#### What you have to do:
Among the entries, which lines carry the string "turban"? Copy each of them.

[Opening Records to process section]

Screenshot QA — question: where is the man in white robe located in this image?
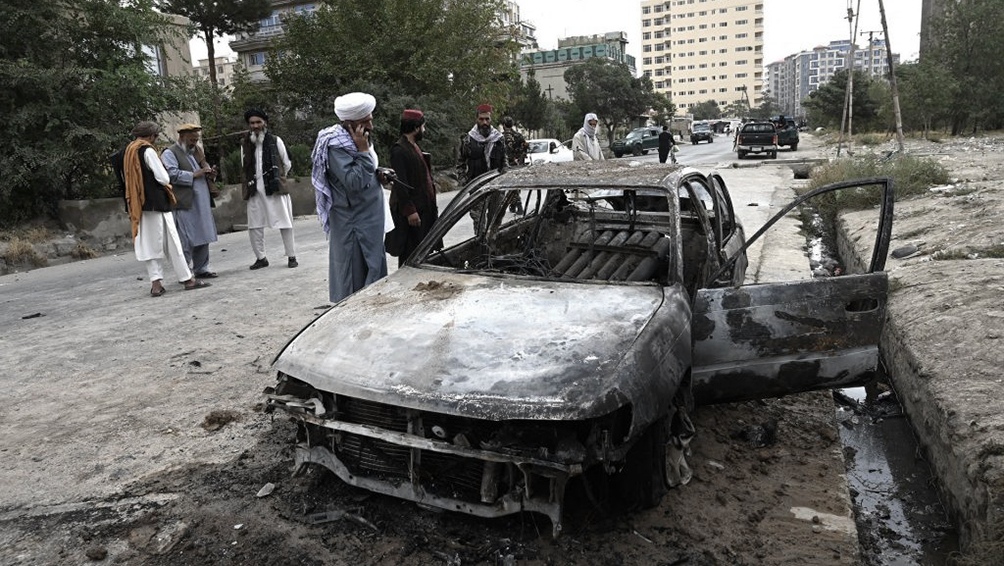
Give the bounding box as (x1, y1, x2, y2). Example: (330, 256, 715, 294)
(115, 121, 209, 296)
(572, 113, 605, 161)
(240, 108, 296, 270)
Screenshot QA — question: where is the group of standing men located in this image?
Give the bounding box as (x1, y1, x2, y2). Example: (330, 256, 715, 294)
(117, 110, 299, 297)
(117, 100, 623, 303)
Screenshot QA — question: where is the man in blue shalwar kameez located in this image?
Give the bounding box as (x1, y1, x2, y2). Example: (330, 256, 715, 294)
(161, 124, 219, 278)
(311, 92, 391, 303)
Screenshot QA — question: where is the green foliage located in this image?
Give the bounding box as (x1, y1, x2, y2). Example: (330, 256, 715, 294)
(0, 0, 188, 227)
(269, 0, 517, 111)
(510, 69, 548, 133)
(803, 154, 950, 220)
(926, 0, 1004, 134)
(285, 144, 311, 179)
(894, 60, 958, 137)
(689, 100, 722, 121)
(563, 58, 659, 145)
(803, 69, 880, 131)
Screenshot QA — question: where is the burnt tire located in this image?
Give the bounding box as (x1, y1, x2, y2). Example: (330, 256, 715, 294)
(612, 417, 669, 511)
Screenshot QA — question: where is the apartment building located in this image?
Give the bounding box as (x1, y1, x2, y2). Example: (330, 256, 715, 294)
(640, 0, 763, 114)
(192, 56, 240, 90)
(144, 13, 195, 79)
(766, 38, 900, 118)
(519, 32, 636, 101)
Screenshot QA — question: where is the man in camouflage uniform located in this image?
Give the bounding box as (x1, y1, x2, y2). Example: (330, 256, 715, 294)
(501, 116, 528, 167)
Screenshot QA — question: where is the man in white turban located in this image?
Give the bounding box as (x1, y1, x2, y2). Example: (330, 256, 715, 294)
(311, 92, 391, 303)
(572, 112, 605, 161)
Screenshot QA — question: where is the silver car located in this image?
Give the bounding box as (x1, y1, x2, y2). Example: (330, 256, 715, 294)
(265, 162, 894, 536)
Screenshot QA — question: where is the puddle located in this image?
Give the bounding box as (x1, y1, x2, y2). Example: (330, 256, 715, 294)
(836, 385, 959, 565)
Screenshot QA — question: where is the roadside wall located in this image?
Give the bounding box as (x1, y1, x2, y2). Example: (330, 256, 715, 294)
(56, 179, 317, 251)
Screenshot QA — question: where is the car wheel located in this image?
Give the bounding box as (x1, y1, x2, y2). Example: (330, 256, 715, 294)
(641, 150, 649, 155)
(771, 151, 778, 159)
(631, 145, 642, 156)
(613, 416, 668, 511)
(614, 152, 623, 158)
(692, 140, 697, 145)
(790, 143, 798, 151)
(737, 151, 745, 159)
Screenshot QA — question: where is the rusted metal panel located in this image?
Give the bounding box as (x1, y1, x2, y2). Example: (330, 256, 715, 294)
(691, 273, 888, 404)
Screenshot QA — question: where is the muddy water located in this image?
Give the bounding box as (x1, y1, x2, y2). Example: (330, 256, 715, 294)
(836, 386, 958, 565)
(805, 211, 958, 564)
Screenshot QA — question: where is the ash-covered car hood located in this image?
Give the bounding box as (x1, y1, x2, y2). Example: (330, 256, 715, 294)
(273, 267, 670, 421)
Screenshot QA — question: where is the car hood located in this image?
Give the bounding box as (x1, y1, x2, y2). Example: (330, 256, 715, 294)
(273, 267, 667, 421)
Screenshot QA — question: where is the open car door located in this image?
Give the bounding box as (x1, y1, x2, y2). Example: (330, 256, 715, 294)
(691, 178, 894, 405)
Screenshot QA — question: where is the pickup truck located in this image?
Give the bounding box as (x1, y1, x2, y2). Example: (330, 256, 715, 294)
(735, 121, 778, 159)
(772, 115, 800, 151)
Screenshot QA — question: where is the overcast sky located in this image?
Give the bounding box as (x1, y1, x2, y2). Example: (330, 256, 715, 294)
(191, 0, 922, 66)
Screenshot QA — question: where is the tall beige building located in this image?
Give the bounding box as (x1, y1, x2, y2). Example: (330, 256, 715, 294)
(640, 0, 764, 114)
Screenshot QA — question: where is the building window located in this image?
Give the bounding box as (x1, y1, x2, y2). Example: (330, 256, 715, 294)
(248, 52, 266, 66)
(643, 6, 651, 14)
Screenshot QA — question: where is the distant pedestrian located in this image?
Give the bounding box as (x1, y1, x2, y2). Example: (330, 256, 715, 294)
(572, 113, 604, 161)
(161, 123, 219, 278)
(116, 121, 209, 296)
(658, 125, 676, 164)
(387, 109, 440, 267)
(501, 116, 528, 167)
(241, 108, 297, 270)
(456, 103, 506, 186)
(311, 92, 390, 303)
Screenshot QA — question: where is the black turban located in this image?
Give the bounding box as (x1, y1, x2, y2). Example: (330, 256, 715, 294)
(244, 108, 268, 123)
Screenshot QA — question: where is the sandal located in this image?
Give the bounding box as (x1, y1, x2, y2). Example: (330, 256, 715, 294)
(183, 279, 211, 291)
(150, 286, 167, 297)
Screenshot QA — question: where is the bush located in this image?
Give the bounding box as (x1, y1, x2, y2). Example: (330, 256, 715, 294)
(801, 154, 950, 219)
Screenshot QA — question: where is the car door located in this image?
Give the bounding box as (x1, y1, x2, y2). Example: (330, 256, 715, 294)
(690, 178, 894, 404)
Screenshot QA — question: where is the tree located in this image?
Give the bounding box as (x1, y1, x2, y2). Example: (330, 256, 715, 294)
(510, 69, 548, 134)
(267, 0, 518, 164)
(158, 0, 271, 92)
(803, 69, 879, 130)
(0, 0, 186, 226)
(688, 100, 722, 121)
(927, 0, 1004, 133)
(563, 58, 656, 146)
(895, 61, 958, 137)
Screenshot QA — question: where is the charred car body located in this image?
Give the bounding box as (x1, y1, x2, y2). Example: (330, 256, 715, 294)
(265, 162, 894, 536)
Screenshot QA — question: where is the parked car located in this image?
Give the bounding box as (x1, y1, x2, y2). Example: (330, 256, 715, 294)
(526, 138, 573, 164)
(611, 126, 661, 157)
(735, 121, 779, 159)
(690, 122, 714, 144)
(265, 162, 894, 537)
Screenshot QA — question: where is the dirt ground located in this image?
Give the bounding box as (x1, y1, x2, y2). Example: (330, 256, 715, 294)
(2, 133, 1000, 566)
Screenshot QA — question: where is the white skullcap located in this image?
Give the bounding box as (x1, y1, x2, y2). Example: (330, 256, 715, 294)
(334, 92, 376, 121)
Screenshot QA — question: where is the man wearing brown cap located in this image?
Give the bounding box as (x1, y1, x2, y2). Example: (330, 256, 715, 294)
(456, 103, 506, 186)
(161, 123, 219, 278)
(115, 121, 210, 296)
(386, 109, 439, 266)
(241, 108, 297, 270)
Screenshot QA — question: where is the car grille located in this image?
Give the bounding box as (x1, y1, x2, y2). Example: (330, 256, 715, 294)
(331, 397, 503, 502)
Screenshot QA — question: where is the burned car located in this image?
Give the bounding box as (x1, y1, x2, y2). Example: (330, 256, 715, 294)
(265, 162, 894, 536)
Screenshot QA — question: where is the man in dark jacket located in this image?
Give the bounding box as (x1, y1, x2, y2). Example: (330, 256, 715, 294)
(456, 103, 506, 186)
(658, 125, 675, 164)
(388, 109, 439, 266)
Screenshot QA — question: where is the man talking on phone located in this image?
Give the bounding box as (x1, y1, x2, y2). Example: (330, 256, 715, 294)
(311, 91, 391, 303)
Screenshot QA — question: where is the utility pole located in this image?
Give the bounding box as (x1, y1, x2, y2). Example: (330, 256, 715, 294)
(877, 0, 905, 151)
(837, 0, 862, 157)
(859, 30, 883, 77)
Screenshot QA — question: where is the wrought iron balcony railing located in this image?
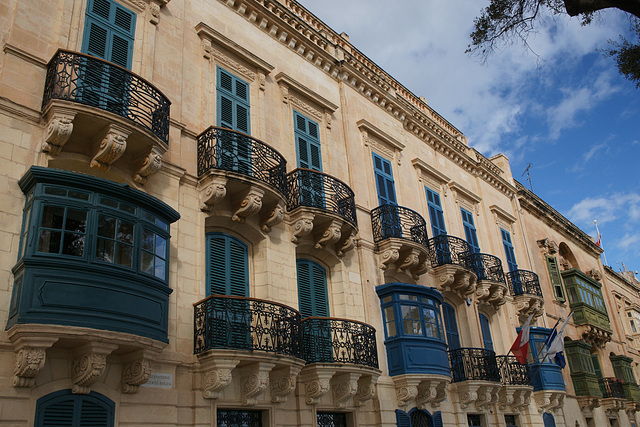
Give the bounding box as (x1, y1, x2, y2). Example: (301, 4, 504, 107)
(599, 377, 626, 399)
(301, 317, 378, 368)
(42, 49, 171, 143)
(197, 126, 287, 196)
(497, 355, 531, 386)
(506, 270, 543, 297)
(371, 204, 428, 246)
(194, 295, 301, 357)
(426, 235, 473, 269)
(465, 252, 506, 283)
(287, 168, 357, 226)
(449, 347, 500, 383)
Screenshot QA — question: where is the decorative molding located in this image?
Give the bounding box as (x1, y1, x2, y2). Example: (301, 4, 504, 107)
(537, 238, 559, 255)
(42, 111, 76, 155)
(71, 343, 118, 394)
(337, 230, 355, 257)
(201, 359, 240, 399)
(358, 119, 404, 165)
(300, 368, 333, 405)
(241, 362, 275, 405)
(331, 372, 359, 408)
(412, 158, 449, 186)
(270, 365, 301, 403)
(448, 180, 481, 205)
(2, 43, 48, 68)
(534, 389, 565, 413)
(233, 186, 264, 223)
(490, 204, 517, 225)
(199, 176, 228, 211)
(376, 239, 429, 279)
(392, 374, 449, 409)
(121, 350, 157, 394)
(514, 294, 544, 324)
(275, 72, 338, 112)
(290, 212, 315, 243)
(499, 385, 533, 413)
(430, 264, 477, 300)
(353, 375, 377, 407)
(90, 124, 130, 171)
(11, 337, 59, 388)
(315, 219, 342, 249)
(134, 146, 164, 185)
(261, 200, 285, 233)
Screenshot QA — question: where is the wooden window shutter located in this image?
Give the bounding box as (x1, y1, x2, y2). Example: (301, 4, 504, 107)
(546, 256, 565, 301)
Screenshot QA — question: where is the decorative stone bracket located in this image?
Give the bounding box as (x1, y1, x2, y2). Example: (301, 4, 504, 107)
(476, 281, 508, 309)
(578, 324, 613, 349)
(534, 389, 565, 413)
(430, 264, 477, 300)
(42, 110, 76, 156)
(289, 210, 357, 257)
(299, 366, 379, 407)
(299, 367, 334, 405)
(353, 375, 377, 407)
(134, 146, 164, 185)
(514, 295, 544, 324)
(241, 361, 275, 405)
(392, 375, 450, 409)
(261, 201, 285, 233)
(270, 365, 302, 403)
(11, 336, 59, 388)
(577, 395, 601, 411)
(499, 385, 533, 413)
(232, 187, 264, 223)
(201, 357, 240, 400)
(121, 349, 158, 394)
(331, 372, 359, 409)
(626, 401, 640, 413)
(451, 381, 500, 411)
(199, 176, 228, 211)
(71, 342, 118, 394)
(377, 240, 429, 280)
(90, 124, 130, 172)
(602, 397, 626, 415)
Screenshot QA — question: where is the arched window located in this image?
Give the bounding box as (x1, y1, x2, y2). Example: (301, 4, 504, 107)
(543, 412, 556, 427)
(296, 259, 329, 318)
(206, 233, 249, 297)
(395, 408, 443, 427)
(35, 389, 114, 426)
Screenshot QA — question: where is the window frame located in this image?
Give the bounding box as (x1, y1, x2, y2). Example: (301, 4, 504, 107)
(425, 186, 447, 237)
(216, 66, 251, 134)
(379, 289, 445, 341)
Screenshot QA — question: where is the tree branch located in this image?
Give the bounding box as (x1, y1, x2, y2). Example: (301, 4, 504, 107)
(564, 0, 640, 18)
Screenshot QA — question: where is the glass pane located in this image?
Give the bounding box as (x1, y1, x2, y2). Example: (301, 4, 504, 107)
(67, 190, 90, 200)
(155, 235, 167, 257)
(98, 215, 116, 238)
(401, 305, 422, 335)
(121, 203, 136, 214)
(382, 296, 392, 303)
(399, 294, 418, 301)
(38, 230, 61, 253)
(41, 206, 65, 229)
(62, 233, 85, 256)
(154, 257, 165, 279)
(142, 229, 154, 251)
(96, 238, 115, 263)
(44, 187, 67, 196)
(141, 251, 154, 275)
(117, 243, 133, 267)
(65, 208, 87, 233)
(117, 221, 134, 244)
(100, 197, 119, 208)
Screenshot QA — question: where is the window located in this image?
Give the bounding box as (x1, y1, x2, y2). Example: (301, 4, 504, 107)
(380, 292, 444, 340)
(442, 302, 460, 350)
(425, 187, 446, 237)
(206, 233, 249, 297)
(317, 412, 347, 427)
(610, 354, 637, 384)
(296, 259, 329, 318)
(372, 153, 397, 206)
(217, 409, 262, 427)
(22, 182, 172, 282)
(461, 207, 480, 253)
(82, 0, 136, 69)
(395, 409, 443, 427)
(217, 67, 250, 133)
(479, 313, 493, 351)
(565, 340, 596, 375)
(542, 413, 556, 427)
(500, 228, 518, 272)
(562, 270, 607, 314)
(35, 389, 114, 427)
(505, 415, 518, 427)
(467, 414, 484, 427)
(294, 111, 322, 171)
(546, 256, 565, 301)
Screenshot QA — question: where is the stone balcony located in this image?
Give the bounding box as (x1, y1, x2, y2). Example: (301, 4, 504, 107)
(467, 252, 508, 308)
(507, 270, 544, 323)
(426, 235, 477, 299)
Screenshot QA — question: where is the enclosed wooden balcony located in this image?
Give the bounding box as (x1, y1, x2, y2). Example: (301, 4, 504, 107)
(371, 204, 430, 279)
(197, 127, 288, 233)
(507, 269, 544, 323)
(426, 235, 477, 299)
(467, 252, 507, 308)
(286, 168, 357, 256)
(41, 49, 170, 184)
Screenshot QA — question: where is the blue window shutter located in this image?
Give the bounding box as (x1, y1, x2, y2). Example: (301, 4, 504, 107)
(395, 409, 411, 427)
(479, 313, 493, 351)
(501, 227, 518, 272)
(443, 303, 460, 350)
(425, 187, 446, 237)
(206, 233, 248, 297)
(433, 412, 443, 427)
(36, 390, 114, 427)
(461, 207, 480, 253)
(216, 67, 250, 134)
(372, 153, 396, 205)
(294, 111, 322, 171)
(296, 259, 328, 318)
(543, 413, 557, 427)
(82, 0, 136, 69)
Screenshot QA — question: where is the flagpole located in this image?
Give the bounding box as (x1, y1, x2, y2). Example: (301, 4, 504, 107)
(594, 220, 608, 266)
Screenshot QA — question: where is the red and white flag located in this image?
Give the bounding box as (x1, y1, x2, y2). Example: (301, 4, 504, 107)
(510, 313, 534, 364)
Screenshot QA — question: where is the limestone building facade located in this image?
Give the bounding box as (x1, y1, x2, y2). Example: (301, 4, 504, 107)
(1, 0, 639, 426)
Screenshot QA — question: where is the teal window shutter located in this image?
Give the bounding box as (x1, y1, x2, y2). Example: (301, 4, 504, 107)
(216, 67, 250, 134)
(461, 207, 480, 253)
(36, 390, 114, 427)
(294, 111, 322, 171)
(206, 233, 249, 297)
(82, 0, 136, 69)
(425, 187, 446, 237)
(501, 228, 518, 272)
(479, 313, 493, 351)
(296, 259, 329, 318)
(443, 303, 460, 350)
(372, 153, 397, 206)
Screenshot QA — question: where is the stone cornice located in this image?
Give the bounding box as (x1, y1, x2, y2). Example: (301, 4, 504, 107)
(515, 180, 602, 256)
(605, 266, 640, 293)
(216, 0, 515, 197)
(275, 72, 338, 111)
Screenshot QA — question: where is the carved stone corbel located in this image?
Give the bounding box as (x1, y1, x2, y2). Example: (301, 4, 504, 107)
(261, 201, 285, 233)
(392, 375, 422, 408)
(397, 248, 420, 273)
(475, 282, 491, 301)
(12, 337, 59, 387)
(315, 220, 342, 249)
(71, 343, 118, 394)
(411, 260, 429, 280)
(353, 375, 377, 407)
(149, 1, 161, 25)
(233, 187, 264, 223)
(199, 176, 228, 211)
(331, 372, 359, 408)
(202, 38, 213, 59)
(134, 146, 164, 185)
(300, 368, 334, 405)
(499, 386, 533, 412)
(202, 359, 240, 399)
(43, 111, 76, 155)
(270, 365, 301, 403)
(534, 390, 565, 413)
(291, 212, 315, 243)
(241, 362, 275, 405)
(90, 124, 130, 171)
(337, 231, 355, 257)
(475, 385, 500, 411)
(416, 378, 449, 409)
(121, 350, 157, 394)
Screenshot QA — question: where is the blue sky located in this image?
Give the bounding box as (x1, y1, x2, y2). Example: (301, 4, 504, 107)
(297, 0, 640, 274)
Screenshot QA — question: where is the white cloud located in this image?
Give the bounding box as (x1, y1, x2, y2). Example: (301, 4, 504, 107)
(618, 233, 640, 250)
(567, 193, 640, 225)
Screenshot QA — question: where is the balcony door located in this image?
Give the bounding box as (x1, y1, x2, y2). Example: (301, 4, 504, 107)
(80, 0, 135, 112)
(442, 303, 460, 350)
(501, 227, 520, 292)
(294, 111, 324, 208)
(479, 313, 493, 351)
(297, 259, 332, 362)
(373, 153, 400, 238)
(426, 187, 448, 263)
(217, 67, 251, 174)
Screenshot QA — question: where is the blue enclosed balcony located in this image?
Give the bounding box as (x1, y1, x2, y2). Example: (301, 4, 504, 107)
(197, 127, 288, 232)
(466, 252, 507, 307)
(426, 235, 477, 298)
(371, 204, 430, 279)
(507, 269, 544, 323)
(286, 168, 358, 256)
(41, 50, 171, 184)
(527, 327, 566, 398)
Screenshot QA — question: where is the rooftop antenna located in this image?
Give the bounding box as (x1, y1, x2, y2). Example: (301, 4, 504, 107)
(522, 163, 533, 191)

[Closing Records to process section]

#### Problem solution:
Screenshot QA — question: where is the man in white turban located in this image?
Screenshot QA — question: where is the black turban located in this image?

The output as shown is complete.